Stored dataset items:
━━━━━━━━━━━━━━━━━━━━━━━━━━━━━━

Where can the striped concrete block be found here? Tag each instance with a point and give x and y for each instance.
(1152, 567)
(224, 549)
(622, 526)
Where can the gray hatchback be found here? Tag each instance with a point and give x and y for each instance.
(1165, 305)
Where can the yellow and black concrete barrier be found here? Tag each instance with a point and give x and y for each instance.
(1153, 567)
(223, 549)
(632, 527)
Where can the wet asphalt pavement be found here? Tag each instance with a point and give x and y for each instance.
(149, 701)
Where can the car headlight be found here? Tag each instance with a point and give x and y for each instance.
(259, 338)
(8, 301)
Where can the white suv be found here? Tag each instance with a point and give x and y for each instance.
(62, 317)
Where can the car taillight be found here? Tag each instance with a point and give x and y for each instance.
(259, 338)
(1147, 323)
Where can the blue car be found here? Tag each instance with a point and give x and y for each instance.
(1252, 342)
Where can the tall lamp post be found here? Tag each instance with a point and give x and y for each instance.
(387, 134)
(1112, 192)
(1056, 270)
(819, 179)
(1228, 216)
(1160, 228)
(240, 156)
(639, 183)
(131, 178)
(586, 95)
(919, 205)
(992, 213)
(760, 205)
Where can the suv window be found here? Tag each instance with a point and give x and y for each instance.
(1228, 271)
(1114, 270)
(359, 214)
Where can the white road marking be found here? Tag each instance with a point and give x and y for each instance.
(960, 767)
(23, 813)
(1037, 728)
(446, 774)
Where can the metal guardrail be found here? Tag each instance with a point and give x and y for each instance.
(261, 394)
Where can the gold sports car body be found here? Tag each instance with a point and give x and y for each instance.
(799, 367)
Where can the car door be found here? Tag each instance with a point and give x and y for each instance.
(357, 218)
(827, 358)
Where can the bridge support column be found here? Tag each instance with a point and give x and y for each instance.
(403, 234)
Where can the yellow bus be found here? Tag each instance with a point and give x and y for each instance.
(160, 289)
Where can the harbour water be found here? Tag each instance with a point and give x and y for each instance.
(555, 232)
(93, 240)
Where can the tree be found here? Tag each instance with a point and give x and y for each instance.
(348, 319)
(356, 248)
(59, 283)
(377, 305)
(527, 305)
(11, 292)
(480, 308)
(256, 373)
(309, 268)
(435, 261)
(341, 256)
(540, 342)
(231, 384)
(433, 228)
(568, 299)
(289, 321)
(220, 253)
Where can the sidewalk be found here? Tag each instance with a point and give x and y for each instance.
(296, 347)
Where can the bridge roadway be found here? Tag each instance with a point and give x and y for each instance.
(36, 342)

━━━━━━━━━━━━━━━━━━━━━━━━━━━━━━

◆ TASK DIRECTIONS ◆
Beginning with the line that contains "Where can the tree", write out every line through the end of the entries above, exactly.

◆ OUTPUT ◆
Where can the tree be found here? Tag each instance with a point and give x and y for each instance.
(348, 319)
(356, 248)
(59, 283)
(377, 305)
(527, 305)
(11, 292)
(480, 308)
(256, 373)
(309, 268)
(435, 261)
(341, 256)
(540, 342)
(231, 384)
(433, 228)
(568, 299)
(289, 321)
(220, 253)
Where can the sidewalk be found here? Tag each instance with a point and give x and y for each instance.
(296, 347)
Where can the bridge roadway be found here? Tag each instance with a point and give x and y for each instance.
(36, 342)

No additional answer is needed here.